TEXT SECTION:
============
Quite a beginning indeed!

HRN is up another 9% and just made 4% on my 3rd trade of this stock, which broke the $2 mark earlier this morning [is $3 not far behind at this speed/development of things?].

Why are you thanking CC & FT for your discovery/research?


----------



## humble_pie

africa oil, the huge insider in horn, needs horn sh price to remain above $2 for i believe it's 30 days, in order to accelerate the warrant exercise period. So many have expected this level.

afaicmo all are waiting for an announcement from hrn. Not that a crumb would know anything, but i ask myself why would co announce more drilling results if their short-term goal is to froth the share price. Better luck by keeping folks in suspense. Meanwhile it seems sensible to note that since late last week the pumpz have lashed themselves into a foaming frenzy. Not a good sign in the very short term.

horn will drill shabeel-1-north after the current shabeel-1 & co also has exploration blocks in western puntland. So there appears to be a considerable time frame ahead.

horn itself cannot be taken over because of the huge aoi majority ownership. It is thought that horn will be groomed for sale as exploration finally winds up.

les vrai(e)s mordu(e)s could always check out overnight red emperor & range resources prices on australia plus early morning prices in london; they are horn's partners in puntland.
============
MATERIAL:
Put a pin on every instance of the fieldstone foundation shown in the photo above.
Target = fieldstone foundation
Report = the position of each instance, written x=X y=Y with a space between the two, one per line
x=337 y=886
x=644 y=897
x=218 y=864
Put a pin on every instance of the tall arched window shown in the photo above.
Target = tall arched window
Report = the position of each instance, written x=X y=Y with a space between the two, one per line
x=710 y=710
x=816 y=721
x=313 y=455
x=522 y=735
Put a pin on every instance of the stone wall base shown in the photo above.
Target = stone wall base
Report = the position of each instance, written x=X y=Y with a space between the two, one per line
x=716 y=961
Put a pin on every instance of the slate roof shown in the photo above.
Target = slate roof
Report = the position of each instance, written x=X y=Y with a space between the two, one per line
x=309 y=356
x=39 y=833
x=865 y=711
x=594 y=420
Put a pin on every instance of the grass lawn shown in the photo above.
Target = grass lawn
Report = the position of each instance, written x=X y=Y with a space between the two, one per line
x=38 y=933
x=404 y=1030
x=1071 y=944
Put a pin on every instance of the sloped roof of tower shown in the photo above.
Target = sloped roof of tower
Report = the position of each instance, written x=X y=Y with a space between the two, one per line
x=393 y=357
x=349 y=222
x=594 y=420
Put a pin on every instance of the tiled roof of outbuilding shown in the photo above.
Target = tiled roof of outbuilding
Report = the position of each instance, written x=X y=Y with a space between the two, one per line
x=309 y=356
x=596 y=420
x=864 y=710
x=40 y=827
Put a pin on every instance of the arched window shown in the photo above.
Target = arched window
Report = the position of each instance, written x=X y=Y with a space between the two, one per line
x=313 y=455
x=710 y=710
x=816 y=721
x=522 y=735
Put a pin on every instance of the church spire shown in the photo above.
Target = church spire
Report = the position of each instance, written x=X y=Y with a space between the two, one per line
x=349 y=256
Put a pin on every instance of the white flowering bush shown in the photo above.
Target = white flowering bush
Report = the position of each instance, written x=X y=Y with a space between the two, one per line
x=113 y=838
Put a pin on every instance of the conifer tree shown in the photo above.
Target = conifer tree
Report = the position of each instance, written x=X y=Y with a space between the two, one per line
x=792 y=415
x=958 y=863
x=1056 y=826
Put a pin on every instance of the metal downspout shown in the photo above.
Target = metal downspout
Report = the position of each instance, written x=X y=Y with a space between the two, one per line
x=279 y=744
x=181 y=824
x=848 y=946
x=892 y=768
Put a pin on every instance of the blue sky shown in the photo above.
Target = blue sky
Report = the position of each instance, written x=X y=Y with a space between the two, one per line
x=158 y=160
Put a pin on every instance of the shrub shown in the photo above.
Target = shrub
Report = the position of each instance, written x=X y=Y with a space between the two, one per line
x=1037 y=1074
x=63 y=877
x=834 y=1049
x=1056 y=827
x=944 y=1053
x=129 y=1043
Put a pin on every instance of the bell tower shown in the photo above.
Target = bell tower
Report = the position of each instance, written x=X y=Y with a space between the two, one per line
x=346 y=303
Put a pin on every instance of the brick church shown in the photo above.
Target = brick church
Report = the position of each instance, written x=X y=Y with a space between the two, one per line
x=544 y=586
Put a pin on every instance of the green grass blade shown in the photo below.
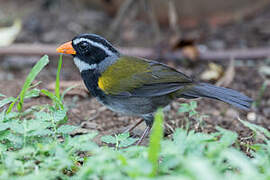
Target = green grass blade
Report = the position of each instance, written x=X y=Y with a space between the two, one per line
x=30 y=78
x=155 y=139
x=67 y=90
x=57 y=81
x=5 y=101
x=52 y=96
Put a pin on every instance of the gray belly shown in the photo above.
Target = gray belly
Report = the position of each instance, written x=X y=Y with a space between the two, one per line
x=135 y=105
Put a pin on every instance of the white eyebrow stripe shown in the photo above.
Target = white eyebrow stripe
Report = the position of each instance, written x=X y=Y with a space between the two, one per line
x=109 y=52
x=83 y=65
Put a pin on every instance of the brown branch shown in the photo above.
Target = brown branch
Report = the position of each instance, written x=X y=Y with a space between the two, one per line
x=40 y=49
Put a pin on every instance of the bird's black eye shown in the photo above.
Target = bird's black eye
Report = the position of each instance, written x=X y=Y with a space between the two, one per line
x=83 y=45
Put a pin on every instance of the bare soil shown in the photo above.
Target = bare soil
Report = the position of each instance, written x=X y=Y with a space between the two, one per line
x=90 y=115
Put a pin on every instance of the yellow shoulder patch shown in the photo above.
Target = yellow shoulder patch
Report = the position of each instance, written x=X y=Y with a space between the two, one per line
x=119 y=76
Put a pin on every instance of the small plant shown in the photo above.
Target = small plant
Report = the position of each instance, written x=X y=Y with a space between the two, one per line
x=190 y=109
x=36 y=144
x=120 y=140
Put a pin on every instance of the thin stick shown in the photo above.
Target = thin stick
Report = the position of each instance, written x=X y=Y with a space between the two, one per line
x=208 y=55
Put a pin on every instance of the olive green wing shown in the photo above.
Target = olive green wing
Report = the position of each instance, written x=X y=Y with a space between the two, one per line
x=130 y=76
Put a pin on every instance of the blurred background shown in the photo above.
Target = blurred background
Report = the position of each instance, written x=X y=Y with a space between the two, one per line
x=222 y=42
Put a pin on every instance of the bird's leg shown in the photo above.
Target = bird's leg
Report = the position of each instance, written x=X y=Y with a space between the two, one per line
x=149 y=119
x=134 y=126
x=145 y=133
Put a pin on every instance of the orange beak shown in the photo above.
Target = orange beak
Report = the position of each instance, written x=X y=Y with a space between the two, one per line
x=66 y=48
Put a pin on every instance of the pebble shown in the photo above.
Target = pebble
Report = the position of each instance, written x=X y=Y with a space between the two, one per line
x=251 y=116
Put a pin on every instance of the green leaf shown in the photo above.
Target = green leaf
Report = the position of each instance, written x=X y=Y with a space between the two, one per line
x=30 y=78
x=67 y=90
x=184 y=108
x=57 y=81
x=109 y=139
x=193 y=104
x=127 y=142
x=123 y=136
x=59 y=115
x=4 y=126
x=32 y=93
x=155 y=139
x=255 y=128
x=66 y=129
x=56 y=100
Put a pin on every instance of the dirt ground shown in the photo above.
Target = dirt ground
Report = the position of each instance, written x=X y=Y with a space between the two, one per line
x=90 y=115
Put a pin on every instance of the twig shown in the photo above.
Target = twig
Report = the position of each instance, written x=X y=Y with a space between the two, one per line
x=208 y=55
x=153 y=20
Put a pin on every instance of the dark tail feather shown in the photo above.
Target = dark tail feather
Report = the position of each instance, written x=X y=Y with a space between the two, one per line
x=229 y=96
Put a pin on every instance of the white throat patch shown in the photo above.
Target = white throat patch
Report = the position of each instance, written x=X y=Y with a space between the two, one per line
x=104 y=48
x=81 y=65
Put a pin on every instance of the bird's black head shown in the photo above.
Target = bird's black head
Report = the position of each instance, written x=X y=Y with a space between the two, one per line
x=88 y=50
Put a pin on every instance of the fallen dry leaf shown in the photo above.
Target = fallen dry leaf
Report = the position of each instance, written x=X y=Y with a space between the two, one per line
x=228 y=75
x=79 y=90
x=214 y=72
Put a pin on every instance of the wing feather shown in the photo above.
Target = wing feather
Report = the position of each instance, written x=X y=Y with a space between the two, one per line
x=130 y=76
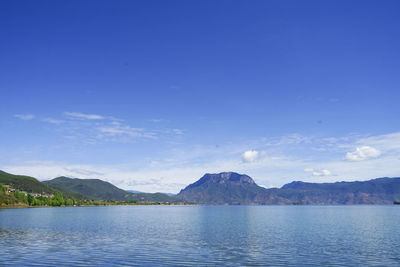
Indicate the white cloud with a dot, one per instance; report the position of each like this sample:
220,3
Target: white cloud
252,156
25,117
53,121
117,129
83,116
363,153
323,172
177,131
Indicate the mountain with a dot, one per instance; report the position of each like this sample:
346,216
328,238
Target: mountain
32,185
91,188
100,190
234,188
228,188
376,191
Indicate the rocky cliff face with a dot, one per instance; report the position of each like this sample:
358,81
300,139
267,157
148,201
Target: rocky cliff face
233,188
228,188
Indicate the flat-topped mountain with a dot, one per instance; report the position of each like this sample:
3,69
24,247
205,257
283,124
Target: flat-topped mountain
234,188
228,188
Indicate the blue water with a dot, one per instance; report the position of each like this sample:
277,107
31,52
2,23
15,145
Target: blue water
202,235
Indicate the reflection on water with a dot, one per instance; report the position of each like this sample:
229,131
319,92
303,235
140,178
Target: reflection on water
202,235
============
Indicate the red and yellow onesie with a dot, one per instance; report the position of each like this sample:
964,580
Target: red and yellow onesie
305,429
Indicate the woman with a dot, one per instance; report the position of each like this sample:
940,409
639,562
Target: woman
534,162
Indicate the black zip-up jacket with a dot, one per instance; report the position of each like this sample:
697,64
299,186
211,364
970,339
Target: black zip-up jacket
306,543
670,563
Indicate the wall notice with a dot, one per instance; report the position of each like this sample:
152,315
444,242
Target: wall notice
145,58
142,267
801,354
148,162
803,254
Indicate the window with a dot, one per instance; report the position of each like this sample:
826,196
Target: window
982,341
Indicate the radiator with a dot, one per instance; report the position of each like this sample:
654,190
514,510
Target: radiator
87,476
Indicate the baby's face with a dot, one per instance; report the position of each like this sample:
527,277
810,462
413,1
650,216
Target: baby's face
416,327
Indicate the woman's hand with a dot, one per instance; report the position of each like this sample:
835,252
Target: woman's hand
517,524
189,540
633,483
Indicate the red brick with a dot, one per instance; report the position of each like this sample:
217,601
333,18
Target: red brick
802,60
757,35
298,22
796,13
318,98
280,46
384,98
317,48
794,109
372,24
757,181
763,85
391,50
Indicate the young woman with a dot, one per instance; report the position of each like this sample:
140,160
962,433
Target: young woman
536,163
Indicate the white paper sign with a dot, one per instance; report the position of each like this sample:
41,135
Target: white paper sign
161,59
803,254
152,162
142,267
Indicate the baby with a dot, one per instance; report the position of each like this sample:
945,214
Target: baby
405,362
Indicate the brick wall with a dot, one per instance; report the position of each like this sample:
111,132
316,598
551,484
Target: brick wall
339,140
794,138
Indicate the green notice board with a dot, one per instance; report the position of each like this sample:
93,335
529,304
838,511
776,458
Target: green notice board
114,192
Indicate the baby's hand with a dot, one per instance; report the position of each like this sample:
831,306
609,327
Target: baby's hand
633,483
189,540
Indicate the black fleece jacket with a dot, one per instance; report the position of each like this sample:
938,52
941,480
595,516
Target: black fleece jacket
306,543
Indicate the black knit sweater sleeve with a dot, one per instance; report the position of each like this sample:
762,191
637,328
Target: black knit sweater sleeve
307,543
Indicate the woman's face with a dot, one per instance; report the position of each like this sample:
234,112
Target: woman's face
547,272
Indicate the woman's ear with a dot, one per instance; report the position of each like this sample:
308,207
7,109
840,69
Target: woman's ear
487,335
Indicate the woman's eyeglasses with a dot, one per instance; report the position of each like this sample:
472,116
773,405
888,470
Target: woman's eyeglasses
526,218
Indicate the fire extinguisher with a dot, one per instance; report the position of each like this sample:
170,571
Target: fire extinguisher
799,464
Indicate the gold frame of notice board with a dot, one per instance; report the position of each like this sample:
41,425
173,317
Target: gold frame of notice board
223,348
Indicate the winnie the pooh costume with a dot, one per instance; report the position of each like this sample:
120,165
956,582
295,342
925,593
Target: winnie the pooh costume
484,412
============
Can you quote the forum discussion about Horn's share price word for word, from start to end? The lines play no part in this.

FULL RESPONSE:
Quite a beginning indeed!

HRN is up another 9% and just made 4% on my 3rd trade of this stock, which broke the $2 mark earlier this morning [is $3 not far behind at this speed/development of things?].

Why are you thanking CC & FT for your discovery/research?


----------



## humble_pie

africa oil, the huge insider in horn, needs horn sh price to remain above $2 for i believe it's 30 days, in order to accelerate the warrant exercise period. So many have expected this level.

afaicmo all are waiting for an announcement from hrn. Not that a crumb would know anything, but i ask myself why would co announce more drilling results if their short-term goal is to froth the share price. Better luck by keeping folks in suspense. Meanwhile it seems sensible to note that since late last week the pumpz have lashed themselves into a foaming frenzy. Not a good sign in the very short term.

horn will drill shabeel-1-north after the current shabeel-1 & co also has exploration blocks in western puntland. So there appears to be a considerable time frame ahead.

horn itself cannot be taken over because of the huge aoi majority ownership. It is thought that horn will be groomed for sale as exploration finally winds up.

les vrai(e)s mordu(e)s could always check out overnight red emperor & range resources prices on australia plus early morning prices in london; they are horn's partners in puntland.